- Exercise
Reproduce, character for character, the entries from their opening line through the line with "orange t-shirt in the picture.".

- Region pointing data
☆ ☆ ☆ ☆

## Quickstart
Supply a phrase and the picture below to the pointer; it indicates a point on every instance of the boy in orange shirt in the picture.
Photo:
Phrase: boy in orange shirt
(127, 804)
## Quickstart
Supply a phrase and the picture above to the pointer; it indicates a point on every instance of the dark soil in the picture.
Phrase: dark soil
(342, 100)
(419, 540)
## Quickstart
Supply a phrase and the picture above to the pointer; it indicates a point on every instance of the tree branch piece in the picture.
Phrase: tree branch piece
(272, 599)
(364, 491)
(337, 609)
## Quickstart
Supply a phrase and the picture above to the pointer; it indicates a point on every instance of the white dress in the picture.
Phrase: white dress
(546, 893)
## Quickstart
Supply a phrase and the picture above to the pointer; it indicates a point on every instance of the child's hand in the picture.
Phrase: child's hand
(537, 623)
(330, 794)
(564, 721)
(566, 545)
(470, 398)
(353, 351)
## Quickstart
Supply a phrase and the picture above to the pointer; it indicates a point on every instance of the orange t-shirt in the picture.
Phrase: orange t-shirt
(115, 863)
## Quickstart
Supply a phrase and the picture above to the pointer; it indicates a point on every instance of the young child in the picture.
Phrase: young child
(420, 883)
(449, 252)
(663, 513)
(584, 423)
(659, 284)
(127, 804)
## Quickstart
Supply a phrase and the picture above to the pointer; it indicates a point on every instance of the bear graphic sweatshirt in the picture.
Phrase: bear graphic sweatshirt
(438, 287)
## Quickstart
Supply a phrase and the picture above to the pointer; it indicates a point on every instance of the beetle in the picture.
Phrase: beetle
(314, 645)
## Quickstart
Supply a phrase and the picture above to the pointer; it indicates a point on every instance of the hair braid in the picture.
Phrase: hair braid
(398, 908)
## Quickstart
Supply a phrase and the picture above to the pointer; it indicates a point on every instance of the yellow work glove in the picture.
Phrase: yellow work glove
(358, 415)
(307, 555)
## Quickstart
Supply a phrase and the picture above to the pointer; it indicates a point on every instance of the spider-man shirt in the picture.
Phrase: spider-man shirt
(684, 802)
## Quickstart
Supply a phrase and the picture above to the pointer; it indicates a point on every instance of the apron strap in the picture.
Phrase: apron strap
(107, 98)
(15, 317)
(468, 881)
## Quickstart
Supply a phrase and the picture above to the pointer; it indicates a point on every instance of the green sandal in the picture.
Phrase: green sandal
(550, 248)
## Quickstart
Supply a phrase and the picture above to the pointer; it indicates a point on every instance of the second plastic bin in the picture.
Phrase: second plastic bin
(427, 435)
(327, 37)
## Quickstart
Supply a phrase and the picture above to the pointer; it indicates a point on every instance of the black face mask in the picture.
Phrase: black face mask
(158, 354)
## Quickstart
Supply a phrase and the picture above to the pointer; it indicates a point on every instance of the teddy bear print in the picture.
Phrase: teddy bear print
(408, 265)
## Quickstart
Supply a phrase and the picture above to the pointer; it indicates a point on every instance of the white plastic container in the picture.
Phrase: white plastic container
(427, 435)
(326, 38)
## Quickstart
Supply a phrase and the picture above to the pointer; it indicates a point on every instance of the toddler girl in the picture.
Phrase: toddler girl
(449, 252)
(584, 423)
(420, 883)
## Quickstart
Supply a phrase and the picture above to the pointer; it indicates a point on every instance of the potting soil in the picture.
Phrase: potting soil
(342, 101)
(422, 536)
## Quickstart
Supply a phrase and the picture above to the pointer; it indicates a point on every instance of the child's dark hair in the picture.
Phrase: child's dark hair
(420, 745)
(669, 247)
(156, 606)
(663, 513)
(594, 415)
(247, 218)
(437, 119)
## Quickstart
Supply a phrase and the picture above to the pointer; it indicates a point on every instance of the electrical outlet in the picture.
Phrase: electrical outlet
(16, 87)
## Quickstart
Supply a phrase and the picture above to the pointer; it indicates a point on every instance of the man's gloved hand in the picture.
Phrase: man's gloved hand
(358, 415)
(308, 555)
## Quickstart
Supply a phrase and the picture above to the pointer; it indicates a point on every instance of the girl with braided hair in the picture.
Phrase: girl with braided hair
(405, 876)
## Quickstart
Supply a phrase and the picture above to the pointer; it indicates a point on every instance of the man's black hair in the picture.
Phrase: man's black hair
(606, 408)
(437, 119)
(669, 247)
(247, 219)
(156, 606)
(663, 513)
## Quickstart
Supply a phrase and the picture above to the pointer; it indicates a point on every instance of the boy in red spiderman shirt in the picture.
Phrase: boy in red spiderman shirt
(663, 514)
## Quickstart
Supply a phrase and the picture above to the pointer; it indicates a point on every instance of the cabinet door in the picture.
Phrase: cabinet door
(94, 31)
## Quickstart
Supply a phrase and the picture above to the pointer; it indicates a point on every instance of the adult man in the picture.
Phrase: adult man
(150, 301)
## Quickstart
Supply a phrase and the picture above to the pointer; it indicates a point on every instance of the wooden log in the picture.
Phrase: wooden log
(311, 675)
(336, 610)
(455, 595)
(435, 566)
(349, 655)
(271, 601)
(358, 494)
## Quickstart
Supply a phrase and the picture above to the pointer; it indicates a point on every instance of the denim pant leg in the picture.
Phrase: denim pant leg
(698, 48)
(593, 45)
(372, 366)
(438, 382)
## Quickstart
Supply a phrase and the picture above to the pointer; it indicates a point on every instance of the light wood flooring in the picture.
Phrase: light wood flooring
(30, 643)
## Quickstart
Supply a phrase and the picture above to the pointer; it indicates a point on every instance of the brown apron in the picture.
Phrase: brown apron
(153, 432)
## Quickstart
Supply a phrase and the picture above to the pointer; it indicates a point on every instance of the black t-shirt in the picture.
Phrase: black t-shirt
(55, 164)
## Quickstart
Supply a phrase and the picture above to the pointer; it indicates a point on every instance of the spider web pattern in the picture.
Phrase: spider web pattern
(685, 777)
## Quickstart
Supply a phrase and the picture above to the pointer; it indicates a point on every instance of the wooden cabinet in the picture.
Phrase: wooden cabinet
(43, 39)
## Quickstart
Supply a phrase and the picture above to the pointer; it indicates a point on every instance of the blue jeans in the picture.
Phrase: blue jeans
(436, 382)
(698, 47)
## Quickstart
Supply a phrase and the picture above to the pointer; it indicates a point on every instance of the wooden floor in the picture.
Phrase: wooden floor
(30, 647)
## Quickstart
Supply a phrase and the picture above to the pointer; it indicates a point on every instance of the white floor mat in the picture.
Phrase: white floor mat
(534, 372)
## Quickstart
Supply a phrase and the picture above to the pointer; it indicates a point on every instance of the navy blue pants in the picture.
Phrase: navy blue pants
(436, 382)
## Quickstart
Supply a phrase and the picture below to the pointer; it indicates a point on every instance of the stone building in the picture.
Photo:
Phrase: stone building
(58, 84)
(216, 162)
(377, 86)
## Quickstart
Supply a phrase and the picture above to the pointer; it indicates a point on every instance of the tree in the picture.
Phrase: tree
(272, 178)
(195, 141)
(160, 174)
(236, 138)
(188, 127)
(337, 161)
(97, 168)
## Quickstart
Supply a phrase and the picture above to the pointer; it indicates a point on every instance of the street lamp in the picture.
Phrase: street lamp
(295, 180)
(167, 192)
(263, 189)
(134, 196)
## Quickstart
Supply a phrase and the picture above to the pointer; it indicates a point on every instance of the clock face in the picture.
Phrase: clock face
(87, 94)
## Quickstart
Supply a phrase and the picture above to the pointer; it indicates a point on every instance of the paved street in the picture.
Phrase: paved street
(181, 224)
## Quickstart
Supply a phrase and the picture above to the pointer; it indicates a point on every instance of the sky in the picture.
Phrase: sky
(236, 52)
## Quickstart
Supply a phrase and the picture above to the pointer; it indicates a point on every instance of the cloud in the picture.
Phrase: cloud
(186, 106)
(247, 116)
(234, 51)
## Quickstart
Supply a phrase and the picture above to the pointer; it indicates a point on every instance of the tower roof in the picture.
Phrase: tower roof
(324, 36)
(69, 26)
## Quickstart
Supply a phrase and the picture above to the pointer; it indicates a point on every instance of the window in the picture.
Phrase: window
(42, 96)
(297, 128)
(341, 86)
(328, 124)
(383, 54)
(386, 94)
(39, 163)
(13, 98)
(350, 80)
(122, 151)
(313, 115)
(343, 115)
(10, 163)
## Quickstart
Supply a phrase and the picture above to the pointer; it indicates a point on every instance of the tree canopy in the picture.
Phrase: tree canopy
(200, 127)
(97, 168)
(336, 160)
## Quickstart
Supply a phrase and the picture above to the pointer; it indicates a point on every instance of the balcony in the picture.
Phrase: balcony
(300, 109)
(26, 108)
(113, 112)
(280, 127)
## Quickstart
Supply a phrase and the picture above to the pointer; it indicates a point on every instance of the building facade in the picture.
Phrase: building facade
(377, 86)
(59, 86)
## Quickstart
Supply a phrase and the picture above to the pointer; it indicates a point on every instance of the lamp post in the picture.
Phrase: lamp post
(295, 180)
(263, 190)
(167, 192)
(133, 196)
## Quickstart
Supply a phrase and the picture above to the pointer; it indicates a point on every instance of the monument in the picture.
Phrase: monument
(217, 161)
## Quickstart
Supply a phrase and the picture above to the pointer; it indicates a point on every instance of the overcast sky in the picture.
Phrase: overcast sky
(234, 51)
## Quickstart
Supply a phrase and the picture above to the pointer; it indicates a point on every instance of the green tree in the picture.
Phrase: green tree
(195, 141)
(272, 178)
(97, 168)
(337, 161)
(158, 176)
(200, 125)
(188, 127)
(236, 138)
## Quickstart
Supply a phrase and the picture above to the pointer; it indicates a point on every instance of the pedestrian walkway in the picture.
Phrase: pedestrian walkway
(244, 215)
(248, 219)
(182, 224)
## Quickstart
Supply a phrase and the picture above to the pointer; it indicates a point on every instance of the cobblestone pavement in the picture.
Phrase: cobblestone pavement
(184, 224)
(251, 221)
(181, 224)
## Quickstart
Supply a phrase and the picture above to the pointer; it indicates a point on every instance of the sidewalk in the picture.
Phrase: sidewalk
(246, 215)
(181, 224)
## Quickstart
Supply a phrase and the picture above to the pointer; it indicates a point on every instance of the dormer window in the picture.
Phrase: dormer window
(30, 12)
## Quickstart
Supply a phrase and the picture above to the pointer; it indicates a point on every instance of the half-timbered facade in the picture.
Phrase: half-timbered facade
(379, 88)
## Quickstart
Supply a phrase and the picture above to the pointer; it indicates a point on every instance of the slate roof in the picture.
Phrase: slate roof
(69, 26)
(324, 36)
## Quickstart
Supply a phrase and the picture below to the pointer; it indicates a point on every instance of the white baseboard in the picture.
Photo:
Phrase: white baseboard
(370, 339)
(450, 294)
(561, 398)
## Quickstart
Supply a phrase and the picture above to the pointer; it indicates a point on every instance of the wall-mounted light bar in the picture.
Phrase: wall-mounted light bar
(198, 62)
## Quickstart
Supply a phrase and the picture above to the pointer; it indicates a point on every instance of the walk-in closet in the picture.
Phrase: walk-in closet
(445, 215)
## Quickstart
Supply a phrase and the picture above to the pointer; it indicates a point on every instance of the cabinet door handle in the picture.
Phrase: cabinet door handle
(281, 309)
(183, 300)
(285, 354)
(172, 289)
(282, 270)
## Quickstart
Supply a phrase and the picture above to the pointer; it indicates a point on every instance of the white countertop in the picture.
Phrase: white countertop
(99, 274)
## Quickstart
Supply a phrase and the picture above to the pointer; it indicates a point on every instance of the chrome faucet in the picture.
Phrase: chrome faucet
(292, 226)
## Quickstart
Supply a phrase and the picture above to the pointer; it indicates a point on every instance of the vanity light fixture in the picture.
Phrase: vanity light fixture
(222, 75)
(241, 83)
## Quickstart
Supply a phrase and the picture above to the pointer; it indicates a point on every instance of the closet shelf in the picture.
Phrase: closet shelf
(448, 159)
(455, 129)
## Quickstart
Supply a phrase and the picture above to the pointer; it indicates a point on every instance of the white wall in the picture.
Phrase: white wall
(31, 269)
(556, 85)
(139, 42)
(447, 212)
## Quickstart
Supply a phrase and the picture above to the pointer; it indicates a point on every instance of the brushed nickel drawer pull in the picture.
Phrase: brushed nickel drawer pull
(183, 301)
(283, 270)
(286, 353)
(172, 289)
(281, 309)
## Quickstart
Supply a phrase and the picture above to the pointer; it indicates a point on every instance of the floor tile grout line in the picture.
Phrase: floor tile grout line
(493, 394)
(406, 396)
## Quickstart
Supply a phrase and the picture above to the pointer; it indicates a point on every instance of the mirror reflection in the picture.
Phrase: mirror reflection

☆ ☆ ☆ ☆

- Exercise result
## Quickstart
Supply a phrase and the picture below to the pointer; it indicates a point on every instance of the boy in orange shirt in the picture.
Photo:
Phrase: boy in orange shirt
(127, 804)
## Quickstart
Supply a phrase and the picture above to the pointer; it indicates a point on every instance of the dark soil in the picture.
Phrase: dark soil
(342, 100)
(419, 540)
## Quickstart
Supply a phrase and the picture above to the pointer; it indicates a point on every instance of the tree branch piece in the picture.
Phrase: tree branch piece
(272, 599)
(364, 491)
(337, 609)
## Quickstart
Supply a phrase and the picture above to the pointer; it indicates a point on every instance of the white dress in the picture.
Phrase: white dress
(546, 893)
## Quickstart
Supply a phrase and the picture above to the pointer; it indicates a point on every instance of the child's hand in the picture.
Phrase: child's hand
(537, 623)
(330, 794)
(564, 721)
(566, 545)
(470, 398)
(353, 351)
## Quickstart
Supply a phrase and the picture above to the pointer; it indicates a point on every instance of the orange t-shirt in the picture.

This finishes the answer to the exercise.